◆ **Stated problem**
Using the mailing list post below, decide whether each statement agrees with it: (a) the database runs on amd64; (b) versions before 10.6 were built with Clang; (c) the LDAP build option is turned on. Answer each yes or no and quote the words of the post that decide it.

Re: Upgrade 10.5->10.6 : db crash BUS ERROR (sig 10), reproducible - Mailing list pgsql-admin

From Peter
Subject Re: Upgrade 10.5->10.6 : db crash BUS ERROR (sig 10), reproducible
Date
Msg-id 20190308012012.GA49481@gate.oper.dinoex.org
Whole thread Raw
In response to Upgrade 10.5->10.6 : db crash BUS ERROR (sig 10), reproducible  (Peter <pmc@citylink.dinoex.sub.org>)
Responses Re: Upgrade 10.5->10.6 : db crash BUS ERROR (sig 10), reproducible  (Andrew Gierth <andrew@tao11.riddles.org.uk>)
Re: Upgrade 10.5->10.6 : db crash BUS ERROR (sig 10), reproducible  (Andrew Gierth <andrew@tao11.riddles.org.uk>)
Re: Upgrade 10.5->10.6 : db crash BUS ERROR (sig 10), reproducible  (Andrew Gierth <andrew@tao11.riddles.org.uk>)
List pgsql-admin
Hi Tom, Andrew,

 much thanks for the replies! Alright, lets fill in some concrete
data:

> I'm assuming from the CC that this is on FreeBSD, but on what
> architecture?

When on my evening errands I recognized that I should have mentioned
this - FreeBSD is correct; it is built on amd64 for i386, and run on
i386.

Version: 
  FreeBSD 11.2-RELEASE-p9 #0 r343946M#C51:82
Build-Options:
  OPTIONS_FILE_UNSET+=DEBUG
  OPTIONS_FILE_UNSET+=DOCS
  OPTIONS_FILE_UNSET+=DTRACE
  OPTIONS_FILE_SET+=GSSAPI
  OPTIONS_FILE_SET+=INTDATE
  OPTIONS_FILE_UNSET+=LDAP
  OPTIONS_FILE_SET+=NLS
  OPTIONS_FILE_UNSET+=OPTIMIZED_CFLAGS
  OPTIONS_FILE_UNSET+=PAM
  OPTIONS_FILE_SET+=SSL
  OPTIONS_FILE_SET+=TZDATA
  OPTIONS_FILE_SET+=XML
Extra Compiler-Options:
  -march=pentium3
Init-Options:
  --data-checksums --encoding=utf-8 --lc-collate=de_DE.UTF-8
  --lc-ctype=de_DE.UTF-8 --lc-messages=en_US.UTF-8
  --lc-monetary=en_US.UTF-8 --lc-numeric=en_US.UTF-8
  --lc-time=en_US.UTF-8
Run-Options:
  -w -m fast -o --config_file=/usr/local/etc/postgresql/postgresql.conf

Furthermore, FreeBSD did impose a change for R. 10.6: it forces the
use of gcc on i386 (gcc-8 in this case). Earlier versions were built
with system compiler Clang. The commitlog says this about the matter:

! r484807 | girgen | 2018-11-12 16:54:19 +0100 (Mon, 12 Nov 2018) | 5 lines
!
! Fix build problems on i386
!
! Use GCC seems to be proper way to do it. SSE2 would not be available
! for all CPU:s.

> Did it drop a core file (look in the data dir for postgres.core) and if
> so can you get a backtrace?

Looking... yes, there is a core. Lets grab a first-fault core,
as that one obviousely is from the failed recover:

! (gdb) core postgres.core.1st
! Core was generated by `postgres: bgworker: parallel worker for PID 68755 '.

◆ **Dataset content**
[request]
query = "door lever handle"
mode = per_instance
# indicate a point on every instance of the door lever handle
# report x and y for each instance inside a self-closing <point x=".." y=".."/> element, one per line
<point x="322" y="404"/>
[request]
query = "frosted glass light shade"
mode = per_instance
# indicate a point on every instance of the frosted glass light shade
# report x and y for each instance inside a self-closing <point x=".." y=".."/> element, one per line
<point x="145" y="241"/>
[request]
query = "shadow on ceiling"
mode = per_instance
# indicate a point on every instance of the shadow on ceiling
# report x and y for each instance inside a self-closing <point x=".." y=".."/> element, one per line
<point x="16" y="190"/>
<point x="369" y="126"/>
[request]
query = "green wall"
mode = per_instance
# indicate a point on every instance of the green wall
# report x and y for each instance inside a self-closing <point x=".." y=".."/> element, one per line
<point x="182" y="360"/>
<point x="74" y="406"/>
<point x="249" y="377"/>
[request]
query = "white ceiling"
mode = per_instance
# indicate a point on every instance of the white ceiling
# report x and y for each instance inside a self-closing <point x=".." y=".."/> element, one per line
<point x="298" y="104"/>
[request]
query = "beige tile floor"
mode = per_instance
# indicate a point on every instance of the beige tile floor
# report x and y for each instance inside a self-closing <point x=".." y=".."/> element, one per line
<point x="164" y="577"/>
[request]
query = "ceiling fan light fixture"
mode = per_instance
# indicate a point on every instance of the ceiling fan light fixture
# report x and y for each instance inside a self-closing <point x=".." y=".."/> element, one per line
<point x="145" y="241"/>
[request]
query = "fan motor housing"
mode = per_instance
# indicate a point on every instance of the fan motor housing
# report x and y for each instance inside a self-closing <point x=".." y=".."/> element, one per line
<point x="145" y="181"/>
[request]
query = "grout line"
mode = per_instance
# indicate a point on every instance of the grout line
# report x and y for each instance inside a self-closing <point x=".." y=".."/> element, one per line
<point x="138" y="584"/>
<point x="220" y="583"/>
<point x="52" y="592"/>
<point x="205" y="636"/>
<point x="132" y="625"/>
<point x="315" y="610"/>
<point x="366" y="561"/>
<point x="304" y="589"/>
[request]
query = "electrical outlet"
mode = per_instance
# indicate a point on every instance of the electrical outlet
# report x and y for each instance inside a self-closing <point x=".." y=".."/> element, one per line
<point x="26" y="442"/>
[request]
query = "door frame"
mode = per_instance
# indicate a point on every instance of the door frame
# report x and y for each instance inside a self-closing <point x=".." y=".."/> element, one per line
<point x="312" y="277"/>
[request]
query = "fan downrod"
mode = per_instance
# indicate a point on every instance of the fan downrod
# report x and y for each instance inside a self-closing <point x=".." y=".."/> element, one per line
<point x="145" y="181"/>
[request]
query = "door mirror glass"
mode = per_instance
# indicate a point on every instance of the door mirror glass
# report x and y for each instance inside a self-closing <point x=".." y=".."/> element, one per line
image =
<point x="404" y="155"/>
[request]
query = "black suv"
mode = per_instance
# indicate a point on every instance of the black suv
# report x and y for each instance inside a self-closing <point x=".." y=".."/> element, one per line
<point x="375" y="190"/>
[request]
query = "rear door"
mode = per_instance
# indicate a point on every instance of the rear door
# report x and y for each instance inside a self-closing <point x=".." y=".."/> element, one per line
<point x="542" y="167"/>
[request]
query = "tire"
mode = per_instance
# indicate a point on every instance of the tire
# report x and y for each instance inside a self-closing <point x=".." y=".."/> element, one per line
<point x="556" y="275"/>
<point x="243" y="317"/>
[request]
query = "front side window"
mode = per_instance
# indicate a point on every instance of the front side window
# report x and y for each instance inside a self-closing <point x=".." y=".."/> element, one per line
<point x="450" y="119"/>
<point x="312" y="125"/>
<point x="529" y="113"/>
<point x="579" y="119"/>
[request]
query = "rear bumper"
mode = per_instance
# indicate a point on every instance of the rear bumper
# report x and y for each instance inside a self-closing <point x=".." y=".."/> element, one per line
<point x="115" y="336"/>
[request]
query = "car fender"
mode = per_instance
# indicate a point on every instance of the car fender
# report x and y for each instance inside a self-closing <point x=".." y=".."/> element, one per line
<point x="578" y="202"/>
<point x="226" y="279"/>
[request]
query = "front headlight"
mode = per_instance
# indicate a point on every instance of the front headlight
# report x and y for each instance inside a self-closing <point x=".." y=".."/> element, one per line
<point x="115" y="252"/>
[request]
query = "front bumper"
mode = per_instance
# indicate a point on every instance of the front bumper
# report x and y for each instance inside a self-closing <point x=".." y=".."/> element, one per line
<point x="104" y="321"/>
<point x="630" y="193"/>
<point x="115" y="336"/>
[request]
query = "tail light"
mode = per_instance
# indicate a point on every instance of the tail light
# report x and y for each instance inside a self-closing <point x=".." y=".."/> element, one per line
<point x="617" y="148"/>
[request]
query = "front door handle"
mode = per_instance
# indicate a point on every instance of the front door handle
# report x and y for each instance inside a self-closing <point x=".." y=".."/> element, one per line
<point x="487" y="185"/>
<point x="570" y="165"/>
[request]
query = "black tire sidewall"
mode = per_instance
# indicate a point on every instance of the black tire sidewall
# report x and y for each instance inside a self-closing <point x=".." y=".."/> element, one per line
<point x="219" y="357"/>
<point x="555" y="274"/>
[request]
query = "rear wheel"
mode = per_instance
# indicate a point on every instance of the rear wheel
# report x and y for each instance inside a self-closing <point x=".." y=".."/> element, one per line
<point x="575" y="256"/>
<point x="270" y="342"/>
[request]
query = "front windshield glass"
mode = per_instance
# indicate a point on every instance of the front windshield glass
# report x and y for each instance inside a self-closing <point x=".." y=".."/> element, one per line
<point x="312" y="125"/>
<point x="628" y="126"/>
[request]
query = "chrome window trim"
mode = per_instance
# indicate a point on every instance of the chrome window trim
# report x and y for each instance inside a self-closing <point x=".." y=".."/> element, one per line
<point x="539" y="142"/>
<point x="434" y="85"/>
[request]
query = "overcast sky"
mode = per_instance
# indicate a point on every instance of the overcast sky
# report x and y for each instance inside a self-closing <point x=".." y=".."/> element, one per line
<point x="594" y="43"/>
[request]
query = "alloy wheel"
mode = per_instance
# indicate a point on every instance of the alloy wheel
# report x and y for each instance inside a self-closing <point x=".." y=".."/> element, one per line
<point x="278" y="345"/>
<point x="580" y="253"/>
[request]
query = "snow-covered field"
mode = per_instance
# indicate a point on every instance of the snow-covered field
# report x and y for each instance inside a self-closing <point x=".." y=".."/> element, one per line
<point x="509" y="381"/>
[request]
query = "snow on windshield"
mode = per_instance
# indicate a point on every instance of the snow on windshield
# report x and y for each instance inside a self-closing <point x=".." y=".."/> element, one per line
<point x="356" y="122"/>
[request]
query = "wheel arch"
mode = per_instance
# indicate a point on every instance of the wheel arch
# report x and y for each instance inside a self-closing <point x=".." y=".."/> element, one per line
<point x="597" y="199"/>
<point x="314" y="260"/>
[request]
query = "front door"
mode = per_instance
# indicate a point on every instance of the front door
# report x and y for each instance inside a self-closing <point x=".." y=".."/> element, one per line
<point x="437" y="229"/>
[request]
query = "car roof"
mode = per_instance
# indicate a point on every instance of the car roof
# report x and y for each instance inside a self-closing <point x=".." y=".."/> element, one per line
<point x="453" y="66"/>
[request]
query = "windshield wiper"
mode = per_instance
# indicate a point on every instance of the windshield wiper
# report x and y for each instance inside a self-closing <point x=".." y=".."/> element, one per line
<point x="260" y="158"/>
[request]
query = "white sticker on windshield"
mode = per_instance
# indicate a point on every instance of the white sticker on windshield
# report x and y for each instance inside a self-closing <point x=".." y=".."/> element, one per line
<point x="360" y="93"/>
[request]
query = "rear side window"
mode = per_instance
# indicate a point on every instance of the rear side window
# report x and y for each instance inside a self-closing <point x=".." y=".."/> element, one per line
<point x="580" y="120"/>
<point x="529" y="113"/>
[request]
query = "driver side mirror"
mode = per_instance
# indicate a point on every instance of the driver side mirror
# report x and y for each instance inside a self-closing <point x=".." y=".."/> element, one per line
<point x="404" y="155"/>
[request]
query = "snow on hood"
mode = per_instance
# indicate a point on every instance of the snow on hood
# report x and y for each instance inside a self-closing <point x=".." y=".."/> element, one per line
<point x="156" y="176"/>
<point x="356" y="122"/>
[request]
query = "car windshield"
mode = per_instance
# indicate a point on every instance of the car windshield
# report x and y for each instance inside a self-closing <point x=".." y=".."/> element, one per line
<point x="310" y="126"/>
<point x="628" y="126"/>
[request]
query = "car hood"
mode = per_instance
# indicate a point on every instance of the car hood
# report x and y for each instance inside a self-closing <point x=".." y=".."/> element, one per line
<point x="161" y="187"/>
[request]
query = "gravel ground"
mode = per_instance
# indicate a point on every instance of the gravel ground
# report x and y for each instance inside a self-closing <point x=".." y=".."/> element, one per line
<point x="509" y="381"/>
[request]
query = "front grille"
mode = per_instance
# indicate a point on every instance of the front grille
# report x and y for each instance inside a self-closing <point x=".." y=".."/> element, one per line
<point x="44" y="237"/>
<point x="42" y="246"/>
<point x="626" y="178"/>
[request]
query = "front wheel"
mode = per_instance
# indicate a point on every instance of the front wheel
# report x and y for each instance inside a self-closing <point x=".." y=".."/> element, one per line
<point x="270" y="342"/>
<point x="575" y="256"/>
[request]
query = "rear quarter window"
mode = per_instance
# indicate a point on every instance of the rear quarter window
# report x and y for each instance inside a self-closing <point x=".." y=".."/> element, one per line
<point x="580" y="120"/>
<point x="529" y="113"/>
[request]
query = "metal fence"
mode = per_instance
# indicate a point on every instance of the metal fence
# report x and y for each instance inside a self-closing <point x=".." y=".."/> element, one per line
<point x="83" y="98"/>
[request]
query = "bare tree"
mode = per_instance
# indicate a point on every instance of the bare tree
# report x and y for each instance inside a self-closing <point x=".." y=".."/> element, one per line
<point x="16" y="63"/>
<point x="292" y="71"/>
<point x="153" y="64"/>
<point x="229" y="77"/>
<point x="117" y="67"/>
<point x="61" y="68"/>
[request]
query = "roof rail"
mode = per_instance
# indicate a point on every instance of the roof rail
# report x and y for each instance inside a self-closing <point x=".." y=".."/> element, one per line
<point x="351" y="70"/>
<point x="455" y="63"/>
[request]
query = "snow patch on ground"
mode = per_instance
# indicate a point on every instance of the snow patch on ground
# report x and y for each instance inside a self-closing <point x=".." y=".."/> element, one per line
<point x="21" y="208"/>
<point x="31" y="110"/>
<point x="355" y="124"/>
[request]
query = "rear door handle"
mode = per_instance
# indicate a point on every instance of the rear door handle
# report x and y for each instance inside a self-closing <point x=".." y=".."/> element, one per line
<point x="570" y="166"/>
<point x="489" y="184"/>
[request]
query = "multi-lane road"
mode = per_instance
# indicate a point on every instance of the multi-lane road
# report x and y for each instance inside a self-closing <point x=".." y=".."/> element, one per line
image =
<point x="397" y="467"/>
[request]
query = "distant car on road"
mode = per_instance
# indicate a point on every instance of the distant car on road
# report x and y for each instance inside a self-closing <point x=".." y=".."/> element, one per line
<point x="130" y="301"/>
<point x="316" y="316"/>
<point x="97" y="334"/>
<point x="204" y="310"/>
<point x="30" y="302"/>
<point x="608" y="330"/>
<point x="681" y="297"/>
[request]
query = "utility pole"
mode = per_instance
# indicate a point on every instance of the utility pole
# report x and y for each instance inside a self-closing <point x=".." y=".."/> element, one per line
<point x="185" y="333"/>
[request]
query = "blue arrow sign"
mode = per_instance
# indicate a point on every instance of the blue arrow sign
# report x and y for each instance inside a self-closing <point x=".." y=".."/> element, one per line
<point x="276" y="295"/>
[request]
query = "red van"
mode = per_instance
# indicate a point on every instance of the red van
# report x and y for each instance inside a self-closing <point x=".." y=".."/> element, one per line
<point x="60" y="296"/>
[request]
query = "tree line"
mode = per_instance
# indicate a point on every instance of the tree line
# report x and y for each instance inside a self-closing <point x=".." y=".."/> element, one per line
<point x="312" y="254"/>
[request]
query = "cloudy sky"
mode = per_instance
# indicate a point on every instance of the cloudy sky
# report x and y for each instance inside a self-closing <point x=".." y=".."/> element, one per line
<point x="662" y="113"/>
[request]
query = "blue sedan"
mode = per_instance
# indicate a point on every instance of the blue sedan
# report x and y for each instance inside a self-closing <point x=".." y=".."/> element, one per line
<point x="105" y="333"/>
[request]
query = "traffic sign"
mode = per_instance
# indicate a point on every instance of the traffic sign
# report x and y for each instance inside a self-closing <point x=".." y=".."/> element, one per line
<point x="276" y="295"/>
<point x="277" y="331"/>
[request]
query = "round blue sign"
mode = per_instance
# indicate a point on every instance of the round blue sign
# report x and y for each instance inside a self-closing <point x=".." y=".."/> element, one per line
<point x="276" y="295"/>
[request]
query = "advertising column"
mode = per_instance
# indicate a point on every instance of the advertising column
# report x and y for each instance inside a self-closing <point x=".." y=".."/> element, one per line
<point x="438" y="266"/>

◆ **Answer to the task**
(a) No: "it is built on amd64 for i386, and run on i386."
(b) Yes: "Earlier versions were built with system compiler Clang."
(c) No: "OPTIONS_FILE_UNSET+=LDAP"